* Begin *

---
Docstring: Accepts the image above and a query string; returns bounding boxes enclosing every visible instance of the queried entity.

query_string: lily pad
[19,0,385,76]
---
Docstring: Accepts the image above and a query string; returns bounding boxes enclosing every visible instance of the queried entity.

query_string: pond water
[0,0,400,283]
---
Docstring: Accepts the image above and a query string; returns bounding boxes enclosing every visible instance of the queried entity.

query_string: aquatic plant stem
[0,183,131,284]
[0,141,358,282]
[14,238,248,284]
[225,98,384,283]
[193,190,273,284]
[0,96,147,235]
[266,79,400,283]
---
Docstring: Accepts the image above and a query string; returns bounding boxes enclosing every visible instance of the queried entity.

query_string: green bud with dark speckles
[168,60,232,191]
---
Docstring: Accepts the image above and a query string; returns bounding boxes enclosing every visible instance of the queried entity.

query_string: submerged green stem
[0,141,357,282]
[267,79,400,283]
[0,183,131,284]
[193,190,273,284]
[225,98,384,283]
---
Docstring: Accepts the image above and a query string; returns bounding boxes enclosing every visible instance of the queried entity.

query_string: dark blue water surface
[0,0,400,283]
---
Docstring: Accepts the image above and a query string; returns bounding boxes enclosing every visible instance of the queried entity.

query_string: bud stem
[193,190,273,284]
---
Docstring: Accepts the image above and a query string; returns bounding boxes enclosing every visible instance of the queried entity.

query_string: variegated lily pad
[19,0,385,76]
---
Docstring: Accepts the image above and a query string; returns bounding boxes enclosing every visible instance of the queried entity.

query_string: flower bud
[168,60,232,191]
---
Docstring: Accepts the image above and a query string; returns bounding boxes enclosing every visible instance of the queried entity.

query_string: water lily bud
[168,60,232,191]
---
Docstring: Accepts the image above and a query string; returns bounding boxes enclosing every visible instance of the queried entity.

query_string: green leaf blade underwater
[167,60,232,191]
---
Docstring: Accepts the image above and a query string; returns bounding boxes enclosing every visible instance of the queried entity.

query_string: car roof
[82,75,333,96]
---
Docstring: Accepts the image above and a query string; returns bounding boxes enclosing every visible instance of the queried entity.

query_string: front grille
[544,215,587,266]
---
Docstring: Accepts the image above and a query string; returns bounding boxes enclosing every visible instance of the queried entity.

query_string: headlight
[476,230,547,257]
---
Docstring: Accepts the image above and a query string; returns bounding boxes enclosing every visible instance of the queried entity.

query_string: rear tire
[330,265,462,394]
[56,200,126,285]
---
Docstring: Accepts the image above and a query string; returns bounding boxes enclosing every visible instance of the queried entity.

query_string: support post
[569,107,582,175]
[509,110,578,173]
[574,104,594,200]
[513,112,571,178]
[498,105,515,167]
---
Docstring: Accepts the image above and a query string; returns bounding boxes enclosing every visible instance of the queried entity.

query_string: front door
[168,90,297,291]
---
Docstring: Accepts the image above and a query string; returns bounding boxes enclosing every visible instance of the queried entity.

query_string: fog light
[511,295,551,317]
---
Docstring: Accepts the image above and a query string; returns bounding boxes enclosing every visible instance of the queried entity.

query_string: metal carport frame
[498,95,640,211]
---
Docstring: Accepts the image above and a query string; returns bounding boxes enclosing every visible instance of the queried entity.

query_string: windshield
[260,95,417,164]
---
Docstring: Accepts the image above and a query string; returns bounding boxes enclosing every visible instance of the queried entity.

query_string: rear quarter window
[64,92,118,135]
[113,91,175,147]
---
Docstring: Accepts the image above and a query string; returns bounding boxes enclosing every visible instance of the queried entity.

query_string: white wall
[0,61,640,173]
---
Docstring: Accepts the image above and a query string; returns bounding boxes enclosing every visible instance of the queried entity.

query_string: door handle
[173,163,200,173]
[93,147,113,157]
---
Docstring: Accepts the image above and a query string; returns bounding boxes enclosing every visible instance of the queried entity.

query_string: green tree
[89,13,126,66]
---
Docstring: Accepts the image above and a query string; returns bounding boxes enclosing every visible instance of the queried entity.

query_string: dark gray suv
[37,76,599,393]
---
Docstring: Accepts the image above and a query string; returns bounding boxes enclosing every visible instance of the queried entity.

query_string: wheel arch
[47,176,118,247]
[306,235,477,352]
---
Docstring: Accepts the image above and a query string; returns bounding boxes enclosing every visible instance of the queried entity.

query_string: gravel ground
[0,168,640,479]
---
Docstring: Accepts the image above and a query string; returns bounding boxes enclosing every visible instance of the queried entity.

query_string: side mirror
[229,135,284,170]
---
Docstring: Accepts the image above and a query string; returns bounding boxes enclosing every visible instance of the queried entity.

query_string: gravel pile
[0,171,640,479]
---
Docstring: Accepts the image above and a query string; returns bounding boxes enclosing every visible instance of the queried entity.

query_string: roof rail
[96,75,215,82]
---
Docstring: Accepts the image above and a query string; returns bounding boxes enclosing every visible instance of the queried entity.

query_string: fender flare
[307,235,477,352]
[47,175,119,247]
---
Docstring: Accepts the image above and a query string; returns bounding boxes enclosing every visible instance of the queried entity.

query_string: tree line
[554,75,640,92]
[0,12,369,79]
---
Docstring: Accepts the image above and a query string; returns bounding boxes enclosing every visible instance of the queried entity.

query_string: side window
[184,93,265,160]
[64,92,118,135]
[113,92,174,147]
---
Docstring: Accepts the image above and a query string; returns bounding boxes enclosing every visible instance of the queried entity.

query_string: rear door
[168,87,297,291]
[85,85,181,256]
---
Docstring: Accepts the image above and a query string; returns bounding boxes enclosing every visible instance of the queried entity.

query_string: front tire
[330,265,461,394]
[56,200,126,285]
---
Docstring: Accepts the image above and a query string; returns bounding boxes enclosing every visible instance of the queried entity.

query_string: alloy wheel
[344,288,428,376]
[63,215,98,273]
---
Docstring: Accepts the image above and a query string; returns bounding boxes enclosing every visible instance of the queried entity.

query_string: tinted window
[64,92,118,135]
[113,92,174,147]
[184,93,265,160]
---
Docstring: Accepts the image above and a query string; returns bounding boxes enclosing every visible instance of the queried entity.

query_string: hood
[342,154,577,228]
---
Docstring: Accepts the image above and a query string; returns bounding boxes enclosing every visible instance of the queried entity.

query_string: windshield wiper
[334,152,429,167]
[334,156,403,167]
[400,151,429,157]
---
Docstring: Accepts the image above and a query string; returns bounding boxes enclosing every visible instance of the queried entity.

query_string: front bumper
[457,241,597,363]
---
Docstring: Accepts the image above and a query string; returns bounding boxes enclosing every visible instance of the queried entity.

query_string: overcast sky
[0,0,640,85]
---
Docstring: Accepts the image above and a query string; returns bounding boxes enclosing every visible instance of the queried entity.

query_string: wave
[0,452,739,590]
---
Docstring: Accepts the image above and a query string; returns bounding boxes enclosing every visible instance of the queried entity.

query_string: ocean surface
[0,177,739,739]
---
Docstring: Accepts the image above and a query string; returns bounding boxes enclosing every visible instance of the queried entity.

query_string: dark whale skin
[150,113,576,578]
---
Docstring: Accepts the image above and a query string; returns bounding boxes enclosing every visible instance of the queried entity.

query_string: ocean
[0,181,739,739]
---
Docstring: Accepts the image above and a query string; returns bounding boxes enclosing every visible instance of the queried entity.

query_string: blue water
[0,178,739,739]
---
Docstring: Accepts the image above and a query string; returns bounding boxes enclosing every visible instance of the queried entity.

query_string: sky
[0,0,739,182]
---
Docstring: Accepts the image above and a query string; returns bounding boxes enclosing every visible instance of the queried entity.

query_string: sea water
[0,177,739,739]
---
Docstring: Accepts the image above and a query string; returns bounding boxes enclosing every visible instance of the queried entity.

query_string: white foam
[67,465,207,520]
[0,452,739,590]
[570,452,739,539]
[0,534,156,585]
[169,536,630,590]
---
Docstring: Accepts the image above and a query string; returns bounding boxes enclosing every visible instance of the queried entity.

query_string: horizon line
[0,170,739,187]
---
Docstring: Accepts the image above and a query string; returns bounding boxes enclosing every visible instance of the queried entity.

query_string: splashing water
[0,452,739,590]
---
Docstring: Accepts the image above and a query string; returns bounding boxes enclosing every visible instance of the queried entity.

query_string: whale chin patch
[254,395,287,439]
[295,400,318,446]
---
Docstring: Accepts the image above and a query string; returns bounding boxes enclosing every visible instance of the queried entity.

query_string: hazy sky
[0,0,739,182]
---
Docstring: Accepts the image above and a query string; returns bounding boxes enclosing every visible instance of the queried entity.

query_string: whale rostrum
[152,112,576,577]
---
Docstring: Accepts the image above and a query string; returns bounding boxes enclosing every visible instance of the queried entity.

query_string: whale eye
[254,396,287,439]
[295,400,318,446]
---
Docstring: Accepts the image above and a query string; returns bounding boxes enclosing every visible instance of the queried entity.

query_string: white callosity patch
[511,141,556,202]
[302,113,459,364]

* End *

Pick out every line of the entries above that contains the string "windshield" and copy each one unchanged.

■ Written solution ■
query_string: windshield
query_string: windshield wiper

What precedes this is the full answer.